Kasım herkes için farklı şeyler ifade eder. Kimine göre evde film izlemek, kitap okumak, kimine göre yaşadığı şehri keşfetmek için sokak sokak dolaşmak ve fotoğraf çekmek, kimine göre de sonbaharını bilmediği bir yere gidip oraları keşfedip gene fotoğraf çekmektir.
Öncelikle İstanbul’da olanlara tavsiyem şehrin sonbahar güzelliklerini görmek için mutlaka fotoğraf makinenizi de kapıp sokaklara çıkmanız. Bence Galata’da sokak aralarında ne kadar çok sürprizin sizi beklediğini görünce şaşırıp kalacaksınız. Graffitili duvarları, muhteşem apartmanları, köşeyi döner dönmez karşınıza çıkan belki şehirde yaşıyorsanız bile hiç fark etmediğiniz Kırım kilisesi, galerileri ve cafeleriyle Serdar-ı Ekrem sokak epey zaman geçireceğiniz bir yer olacak. Buralara yolunuz düşerse sokağın Galata Kulesi’ne yakın bölümünde yer alan Galeri Bu’da Ahmet Rüstem Ekici’nin aralık sonuna kadar yer alacak olan “Hamam” sergisini görmenizi tavsiye ederim. Konusuyla olduğu kadar sergilenen eserlerde ARTIVIVE uygulamasıyla artırılmış gerçeklik sunan bu sergiyi çok beğeneceksiniz.

Verilen Satırlar:
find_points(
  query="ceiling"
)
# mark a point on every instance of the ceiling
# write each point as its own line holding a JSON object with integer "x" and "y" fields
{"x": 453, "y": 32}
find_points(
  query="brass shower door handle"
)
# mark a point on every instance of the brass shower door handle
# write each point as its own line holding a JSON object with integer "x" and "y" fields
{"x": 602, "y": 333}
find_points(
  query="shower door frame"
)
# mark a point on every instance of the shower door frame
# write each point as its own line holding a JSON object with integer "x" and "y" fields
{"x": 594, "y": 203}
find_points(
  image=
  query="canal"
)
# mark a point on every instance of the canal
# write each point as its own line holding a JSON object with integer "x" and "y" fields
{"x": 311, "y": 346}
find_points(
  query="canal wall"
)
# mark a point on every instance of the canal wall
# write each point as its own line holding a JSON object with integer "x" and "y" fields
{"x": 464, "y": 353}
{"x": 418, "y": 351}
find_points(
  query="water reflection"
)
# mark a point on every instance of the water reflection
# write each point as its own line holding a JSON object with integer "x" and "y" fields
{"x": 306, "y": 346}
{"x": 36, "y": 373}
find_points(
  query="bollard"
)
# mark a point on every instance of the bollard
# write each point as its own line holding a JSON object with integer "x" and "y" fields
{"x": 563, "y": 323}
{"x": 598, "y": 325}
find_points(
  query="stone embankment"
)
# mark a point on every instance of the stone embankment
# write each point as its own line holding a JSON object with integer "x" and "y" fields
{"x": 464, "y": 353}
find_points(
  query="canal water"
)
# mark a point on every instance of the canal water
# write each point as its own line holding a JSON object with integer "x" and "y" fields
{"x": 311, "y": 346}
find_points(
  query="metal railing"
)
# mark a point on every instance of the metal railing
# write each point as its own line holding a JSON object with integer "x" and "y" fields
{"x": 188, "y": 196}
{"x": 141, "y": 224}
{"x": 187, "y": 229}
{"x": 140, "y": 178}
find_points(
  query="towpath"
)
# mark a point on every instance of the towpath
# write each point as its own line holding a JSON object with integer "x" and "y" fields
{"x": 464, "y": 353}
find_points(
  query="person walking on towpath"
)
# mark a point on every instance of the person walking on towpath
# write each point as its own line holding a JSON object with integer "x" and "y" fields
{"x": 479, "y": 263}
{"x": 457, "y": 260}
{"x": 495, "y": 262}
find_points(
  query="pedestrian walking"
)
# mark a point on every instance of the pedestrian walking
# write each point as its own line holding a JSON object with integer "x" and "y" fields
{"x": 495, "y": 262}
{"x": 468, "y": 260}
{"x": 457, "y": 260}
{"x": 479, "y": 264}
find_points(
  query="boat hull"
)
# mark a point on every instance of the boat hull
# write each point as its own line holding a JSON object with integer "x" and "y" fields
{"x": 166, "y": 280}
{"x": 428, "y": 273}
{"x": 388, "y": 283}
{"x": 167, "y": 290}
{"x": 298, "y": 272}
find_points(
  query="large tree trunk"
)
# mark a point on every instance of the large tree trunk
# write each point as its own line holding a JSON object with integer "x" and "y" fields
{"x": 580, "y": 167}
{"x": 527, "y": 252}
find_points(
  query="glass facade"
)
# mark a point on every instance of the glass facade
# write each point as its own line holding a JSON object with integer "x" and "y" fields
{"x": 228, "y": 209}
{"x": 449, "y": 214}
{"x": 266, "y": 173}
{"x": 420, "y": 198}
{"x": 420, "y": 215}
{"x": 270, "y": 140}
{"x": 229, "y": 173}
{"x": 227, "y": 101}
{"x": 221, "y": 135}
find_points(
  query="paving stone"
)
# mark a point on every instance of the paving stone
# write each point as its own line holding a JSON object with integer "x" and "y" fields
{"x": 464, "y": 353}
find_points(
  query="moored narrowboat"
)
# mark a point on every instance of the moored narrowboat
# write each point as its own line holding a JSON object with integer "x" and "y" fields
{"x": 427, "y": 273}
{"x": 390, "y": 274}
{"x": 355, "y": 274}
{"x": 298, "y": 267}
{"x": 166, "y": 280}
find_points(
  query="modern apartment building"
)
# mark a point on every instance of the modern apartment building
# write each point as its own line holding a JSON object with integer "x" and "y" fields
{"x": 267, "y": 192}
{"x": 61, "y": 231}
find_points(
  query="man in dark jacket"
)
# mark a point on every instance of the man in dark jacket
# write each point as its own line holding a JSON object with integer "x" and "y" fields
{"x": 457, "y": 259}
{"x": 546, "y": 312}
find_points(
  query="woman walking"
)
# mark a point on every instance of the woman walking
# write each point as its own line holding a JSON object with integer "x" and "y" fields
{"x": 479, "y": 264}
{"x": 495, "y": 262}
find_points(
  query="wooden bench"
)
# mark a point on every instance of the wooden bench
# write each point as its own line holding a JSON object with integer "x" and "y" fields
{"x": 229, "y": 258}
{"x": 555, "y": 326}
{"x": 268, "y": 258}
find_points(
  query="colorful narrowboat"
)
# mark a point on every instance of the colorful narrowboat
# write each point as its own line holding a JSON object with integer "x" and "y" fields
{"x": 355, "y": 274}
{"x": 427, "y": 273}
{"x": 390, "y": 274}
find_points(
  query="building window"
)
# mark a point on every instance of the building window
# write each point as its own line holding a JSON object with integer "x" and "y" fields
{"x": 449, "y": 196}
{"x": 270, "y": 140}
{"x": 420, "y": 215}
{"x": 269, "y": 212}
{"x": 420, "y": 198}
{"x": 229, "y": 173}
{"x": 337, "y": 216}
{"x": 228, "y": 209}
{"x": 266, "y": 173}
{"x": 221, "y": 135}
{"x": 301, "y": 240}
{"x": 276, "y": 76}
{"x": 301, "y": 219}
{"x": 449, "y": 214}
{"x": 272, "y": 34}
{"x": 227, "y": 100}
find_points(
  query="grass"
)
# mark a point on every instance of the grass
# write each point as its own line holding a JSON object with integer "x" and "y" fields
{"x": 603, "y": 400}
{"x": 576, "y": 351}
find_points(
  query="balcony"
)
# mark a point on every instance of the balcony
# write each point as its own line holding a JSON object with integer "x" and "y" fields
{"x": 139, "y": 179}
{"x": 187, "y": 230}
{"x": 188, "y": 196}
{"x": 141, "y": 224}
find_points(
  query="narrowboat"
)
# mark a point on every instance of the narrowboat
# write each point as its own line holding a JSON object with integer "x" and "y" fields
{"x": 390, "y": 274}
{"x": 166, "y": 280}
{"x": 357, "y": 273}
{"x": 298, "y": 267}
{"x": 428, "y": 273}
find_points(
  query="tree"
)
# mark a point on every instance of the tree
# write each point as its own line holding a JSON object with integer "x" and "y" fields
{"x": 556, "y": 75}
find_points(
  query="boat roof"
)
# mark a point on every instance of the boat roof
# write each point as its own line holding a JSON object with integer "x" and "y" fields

Görev Tanımı: Sonbaharda İstanbul'u anlatan metne göre Galeri Bu'da görülmesi tavsiye edilen serginin adı ne? Bu satırların metinle hiçbir ilgisi yok.

Bu Görevin Cevabı: Hamam